*TE LEZEN FRAGMENT*:
--

8. De vrijwillige inburgeraar, die het aanbod accepteert, zendt binnen 4 weken na dagtekening van het aanbod de doorhem ondertekende overeenkomst terug.  

Artikel 7 De voorziening in de vorm van een persoonlijk inburgeringsbudget

1. Het college behandelt het verzoek van de inburgeringsplichtige en vrijwillige inburgeraar om in aanmerking te komen voor een voorziening in de vorm van een persoonlijk inburgeringsbudget op de volgende wijze:

a. Het college informeert de inburgeringsplichtige en vrijwillige inburgeraar over het persoonlijke inburgeringsbudget en op basis waarvan hij de aanvraag goedkeurt;

b. Het college spreekt met de inburgeringsplichtige en vrijwillige inburgeraar een redelijke termijn af voor het vinden van een passend traject en inburgeringsbedrijf.

2. Het college keurt het voorstel van de inburgeringsplichtige en vrijwillige inburgeraar voor het volgen van een voorziening goed, indien:

a. naar het oordeel van het college de voorziening voldoende onderscheidend is van het reguliere inburgeringsaanbod van de sociale dienst; •

b. naar het oordeel van het college de haalbaarheid van de ambities van de inburgeringsplichtige en vrijwillige inburgeraar realistisch zijn;

c. naar het oordeel van het college de voorziening toeleidt naar het behalen van het inburgeringsexamen of het staatsexamen Nederlands als tweede taal I of II;

d. wordt verzorgd door een inburgeringsbedrijf dat naar het oordeel van het college beschikt over aantoonbare ervaring en deskundigheid op het gebied van het verzorgen van een inburgeringsvoorziening of een taalkennisvoorziening;

e. naar het oordeel van het college de kosten van de voorziening in lijn zijn met de uitgezette activiteiten en passen binnen het beschikbare budget.

3. Als het college de voorziening in de vorm van een persoonlijk inburgeringsbudget heeft vastgesteld, sluiten het college en de inburgeringsplichtige of vrijwillige inburgeraar een overeenkomst met het inburgeringsbedrijf.

--

*JOUW OPDRACHTEN*:
**a.** Schrijf het stuk van het fragment tussen "c. naar het" en "met het inburgeringsbedrijf.", beide inbegrepen, nog eens over en verwissel daarin "inburgeringsexamen" voor "integratie-examen".
**b.** Binnen welke termijn moet de vrijwillige inburgeraar die het aanbod accepteert volgens het fragment de ondertekende overeenkomst terugsturen?
De regels komen uit een andere bron dan het fragment.

--

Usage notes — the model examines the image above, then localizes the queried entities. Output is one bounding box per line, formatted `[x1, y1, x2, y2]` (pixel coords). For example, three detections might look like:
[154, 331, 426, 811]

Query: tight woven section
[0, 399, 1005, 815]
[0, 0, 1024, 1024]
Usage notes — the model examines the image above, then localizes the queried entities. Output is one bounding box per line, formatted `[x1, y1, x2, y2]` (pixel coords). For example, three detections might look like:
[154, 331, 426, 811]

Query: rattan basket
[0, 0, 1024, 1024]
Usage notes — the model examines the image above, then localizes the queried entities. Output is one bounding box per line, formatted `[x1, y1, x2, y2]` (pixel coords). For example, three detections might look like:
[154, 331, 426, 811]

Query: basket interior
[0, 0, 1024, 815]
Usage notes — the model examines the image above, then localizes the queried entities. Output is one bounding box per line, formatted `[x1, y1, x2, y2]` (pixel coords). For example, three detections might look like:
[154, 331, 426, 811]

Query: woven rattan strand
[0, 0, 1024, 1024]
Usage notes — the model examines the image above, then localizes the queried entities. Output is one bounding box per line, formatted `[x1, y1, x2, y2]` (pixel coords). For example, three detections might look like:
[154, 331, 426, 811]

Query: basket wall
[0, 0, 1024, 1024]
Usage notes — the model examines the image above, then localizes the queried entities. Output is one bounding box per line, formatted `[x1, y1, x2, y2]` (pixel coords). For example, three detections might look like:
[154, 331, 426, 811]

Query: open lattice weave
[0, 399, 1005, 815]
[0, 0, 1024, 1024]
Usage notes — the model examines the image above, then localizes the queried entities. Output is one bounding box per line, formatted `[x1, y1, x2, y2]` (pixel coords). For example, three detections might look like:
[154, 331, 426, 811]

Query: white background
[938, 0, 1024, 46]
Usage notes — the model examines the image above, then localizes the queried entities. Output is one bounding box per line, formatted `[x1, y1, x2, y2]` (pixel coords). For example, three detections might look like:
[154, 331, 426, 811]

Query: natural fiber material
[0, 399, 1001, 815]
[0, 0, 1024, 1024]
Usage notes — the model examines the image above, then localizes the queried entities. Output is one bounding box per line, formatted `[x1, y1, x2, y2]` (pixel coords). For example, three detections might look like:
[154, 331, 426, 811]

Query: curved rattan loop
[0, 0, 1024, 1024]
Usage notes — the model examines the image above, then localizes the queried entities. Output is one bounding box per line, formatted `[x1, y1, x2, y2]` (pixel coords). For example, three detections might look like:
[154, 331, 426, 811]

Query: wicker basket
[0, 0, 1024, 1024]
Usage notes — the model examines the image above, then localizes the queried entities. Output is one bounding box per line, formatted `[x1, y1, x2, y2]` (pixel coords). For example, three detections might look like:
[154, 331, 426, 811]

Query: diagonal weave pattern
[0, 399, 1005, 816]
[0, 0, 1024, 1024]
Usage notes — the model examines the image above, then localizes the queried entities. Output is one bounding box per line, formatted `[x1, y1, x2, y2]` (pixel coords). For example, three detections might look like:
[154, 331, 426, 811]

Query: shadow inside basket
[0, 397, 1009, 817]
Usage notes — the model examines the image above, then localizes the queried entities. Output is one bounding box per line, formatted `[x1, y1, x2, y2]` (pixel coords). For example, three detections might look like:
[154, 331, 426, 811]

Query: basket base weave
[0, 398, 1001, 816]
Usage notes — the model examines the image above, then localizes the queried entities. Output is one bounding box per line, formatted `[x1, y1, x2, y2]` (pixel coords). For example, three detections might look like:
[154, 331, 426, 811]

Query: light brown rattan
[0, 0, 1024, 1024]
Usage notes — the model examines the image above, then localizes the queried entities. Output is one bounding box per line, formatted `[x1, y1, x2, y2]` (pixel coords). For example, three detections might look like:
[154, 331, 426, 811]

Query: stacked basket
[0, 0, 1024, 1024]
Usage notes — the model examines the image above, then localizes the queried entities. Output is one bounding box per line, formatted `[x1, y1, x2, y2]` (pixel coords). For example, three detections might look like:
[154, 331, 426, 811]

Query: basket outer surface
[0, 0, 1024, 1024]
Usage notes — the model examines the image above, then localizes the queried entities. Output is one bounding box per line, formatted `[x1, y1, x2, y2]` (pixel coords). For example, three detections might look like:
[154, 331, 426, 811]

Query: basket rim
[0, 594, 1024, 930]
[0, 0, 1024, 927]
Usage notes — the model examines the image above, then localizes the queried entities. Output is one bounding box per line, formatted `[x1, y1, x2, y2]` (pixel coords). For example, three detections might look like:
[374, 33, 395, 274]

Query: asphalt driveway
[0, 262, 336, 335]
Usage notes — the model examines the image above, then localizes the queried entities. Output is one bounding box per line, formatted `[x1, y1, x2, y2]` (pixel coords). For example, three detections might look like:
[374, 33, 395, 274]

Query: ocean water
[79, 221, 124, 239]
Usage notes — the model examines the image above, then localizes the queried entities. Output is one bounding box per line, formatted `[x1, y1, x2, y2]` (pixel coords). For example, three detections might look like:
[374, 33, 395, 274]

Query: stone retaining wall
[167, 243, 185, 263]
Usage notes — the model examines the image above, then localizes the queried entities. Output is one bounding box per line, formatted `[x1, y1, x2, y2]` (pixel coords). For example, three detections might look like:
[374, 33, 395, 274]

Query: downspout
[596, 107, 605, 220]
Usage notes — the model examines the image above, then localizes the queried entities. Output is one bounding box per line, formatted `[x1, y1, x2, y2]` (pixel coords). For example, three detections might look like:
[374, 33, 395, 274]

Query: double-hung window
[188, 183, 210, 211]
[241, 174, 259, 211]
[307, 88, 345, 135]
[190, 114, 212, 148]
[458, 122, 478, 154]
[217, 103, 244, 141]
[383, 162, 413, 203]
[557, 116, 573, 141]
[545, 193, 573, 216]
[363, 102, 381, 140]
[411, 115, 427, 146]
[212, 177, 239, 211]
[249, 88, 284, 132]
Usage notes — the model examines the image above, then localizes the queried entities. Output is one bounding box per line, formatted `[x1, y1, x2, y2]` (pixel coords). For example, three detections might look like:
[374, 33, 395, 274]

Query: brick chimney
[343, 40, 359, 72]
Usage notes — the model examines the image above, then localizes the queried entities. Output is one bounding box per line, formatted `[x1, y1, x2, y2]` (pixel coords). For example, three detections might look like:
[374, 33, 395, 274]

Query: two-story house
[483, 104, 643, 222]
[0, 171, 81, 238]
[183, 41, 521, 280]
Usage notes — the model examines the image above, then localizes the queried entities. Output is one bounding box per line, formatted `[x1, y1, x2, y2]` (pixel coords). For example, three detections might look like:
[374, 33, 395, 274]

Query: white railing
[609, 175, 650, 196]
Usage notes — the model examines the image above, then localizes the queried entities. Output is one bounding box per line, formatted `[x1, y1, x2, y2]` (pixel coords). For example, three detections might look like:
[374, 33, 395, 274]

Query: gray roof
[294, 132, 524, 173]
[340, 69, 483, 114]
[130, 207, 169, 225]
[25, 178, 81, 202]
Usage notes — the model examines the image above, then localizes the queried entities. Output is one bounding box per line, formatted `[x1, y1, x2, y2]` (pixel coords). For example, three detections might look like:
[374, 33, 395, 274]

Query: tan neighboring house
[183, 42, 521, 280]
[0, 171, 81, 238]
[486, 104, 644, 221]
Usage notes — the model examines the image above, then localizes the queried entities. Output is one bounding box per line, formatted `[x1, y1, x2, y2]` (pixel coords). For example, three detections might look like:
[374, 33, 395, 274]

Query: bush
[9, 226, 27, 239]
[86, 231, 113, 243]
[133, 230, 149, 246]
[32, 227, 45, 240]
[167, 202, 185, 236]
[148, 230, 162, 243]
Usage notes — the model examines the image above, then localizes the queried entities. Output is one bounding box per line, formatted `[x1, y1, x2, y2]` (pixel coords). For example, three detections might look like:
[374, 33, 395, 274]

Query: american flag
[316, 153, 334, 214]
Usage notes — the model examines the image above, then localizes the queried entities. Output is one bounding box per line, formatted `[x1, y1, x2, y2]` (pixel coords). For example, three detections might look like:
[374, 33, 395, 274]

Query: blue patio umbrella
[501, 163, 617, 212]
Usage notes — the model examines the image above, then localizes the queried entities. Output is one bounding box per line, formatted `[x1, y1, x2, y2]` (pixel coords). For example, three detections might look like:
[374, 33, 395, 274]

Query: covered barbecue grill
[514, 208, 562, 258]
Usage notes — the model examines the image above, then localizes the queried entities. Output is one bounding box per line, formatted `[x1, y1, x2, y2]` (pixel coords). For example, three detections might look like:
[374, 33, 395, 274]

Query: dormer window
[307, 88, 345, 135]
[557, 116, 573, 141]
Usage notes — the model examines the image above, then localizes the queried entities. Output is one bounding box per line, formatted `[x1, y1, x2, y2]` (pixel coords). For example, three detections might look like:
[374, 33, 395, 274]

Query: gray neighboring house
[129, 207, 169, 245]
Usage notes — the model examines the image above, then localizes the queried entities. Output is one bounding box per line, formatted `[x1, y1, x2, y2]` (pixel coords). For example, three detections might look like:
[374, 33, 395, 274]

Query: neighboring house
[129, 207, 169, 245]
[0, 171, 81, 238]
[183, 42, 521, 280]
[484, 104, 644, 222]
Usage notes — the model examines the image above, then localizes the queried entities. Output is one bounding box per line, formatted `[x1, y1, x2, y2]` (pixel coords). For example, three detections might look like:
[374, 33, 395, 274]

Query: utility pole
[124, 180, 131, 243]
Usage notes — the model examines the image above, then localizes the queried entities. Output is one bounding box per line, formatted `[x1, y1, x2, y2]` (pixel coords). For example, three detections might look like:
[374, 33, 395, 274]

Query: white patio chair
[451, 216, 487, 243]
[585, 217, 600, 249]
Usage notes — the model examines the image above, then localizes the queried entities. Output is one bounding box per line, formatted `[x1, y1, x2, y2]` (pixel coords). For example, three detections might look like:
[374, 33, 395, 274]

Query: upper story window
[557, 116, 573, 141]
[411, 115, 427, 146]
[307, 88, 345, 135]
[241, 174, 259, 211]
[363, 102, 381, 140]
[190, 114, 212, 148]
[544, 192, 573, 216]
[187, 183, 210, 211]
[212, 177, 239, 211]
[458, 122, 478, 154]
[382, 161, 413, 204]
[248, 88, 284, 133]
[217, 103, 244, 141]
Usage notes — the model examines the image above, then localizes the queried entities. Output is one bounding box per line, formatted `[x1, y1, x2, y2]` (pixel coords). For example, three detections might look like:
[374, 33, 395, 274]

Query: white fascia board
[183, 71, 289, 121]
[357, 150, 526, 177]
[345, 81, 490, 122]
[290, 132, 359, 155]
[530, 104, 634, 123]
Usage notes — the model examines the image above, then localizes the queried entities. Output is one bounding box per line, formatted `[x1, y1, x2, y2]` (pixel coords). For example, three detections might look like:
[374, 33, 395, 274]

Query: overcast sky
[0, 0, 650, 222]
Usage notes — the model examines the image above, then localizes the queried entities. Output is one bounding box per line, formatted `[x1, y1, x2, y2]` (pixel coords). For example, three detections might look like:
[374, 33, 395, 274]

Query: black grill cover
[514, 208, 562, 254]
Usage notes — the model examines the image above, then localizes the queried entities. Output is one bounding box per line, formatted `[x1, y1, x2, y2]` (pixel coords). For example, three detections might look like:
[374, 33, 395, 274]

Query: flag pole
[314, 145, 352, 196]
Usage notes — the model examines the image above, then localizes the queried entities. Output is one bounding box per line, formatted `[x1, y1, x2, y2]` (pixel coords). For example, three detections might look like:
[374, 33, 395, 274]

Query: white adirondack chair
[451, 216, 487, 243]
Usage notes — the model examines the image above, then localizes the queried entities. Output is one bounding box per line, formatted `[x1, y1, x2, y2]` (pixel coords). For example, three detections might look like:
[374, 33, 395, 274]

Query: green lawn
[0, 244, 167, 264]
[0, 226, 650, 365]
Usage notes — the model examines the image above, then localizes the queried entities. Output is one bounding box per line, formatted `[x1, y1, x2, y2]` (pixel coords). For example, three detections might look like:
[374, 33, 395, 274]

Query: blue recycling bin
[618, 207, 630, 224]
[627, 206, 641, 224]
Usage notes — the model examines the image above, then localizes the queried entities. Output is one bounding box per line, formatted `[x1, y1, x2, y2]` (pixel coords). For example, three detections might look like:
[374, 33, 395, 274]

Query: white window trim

--

*RESULTATEN PER OPDRACHT*:
**a.**
c. naar het oordeel van het college de voorziening toeleidt naar het behalen van het integratie-examen of het staatsexamen Nederlands als tweede taal I of II;

d. wordt verzorgd door een inburgeringsbedrijf dat naar het oordeel van het college beschikt over aantoonbare ervaring en deskundigheid op het gebied van het verzorgen van een inburgeringsvoorziening of een taalkennisvoorziening;

e. naar het oordeel van het college de kosten van de voorziening in lijn zijn met de uitgezette activiteiten en passen binnen het beschikbare budget.

3. Als het college de voorziening in de vorm van een persoonlijk inburgeringsbudget heeft vastgesteld, sluiten het college en de inburgeringsplichtige of vrijwillige inburgeraar een overeenkomst met het inburgeringsbedrijf.

**b.** Binnen 4 weken na dagtekening van het aanbod.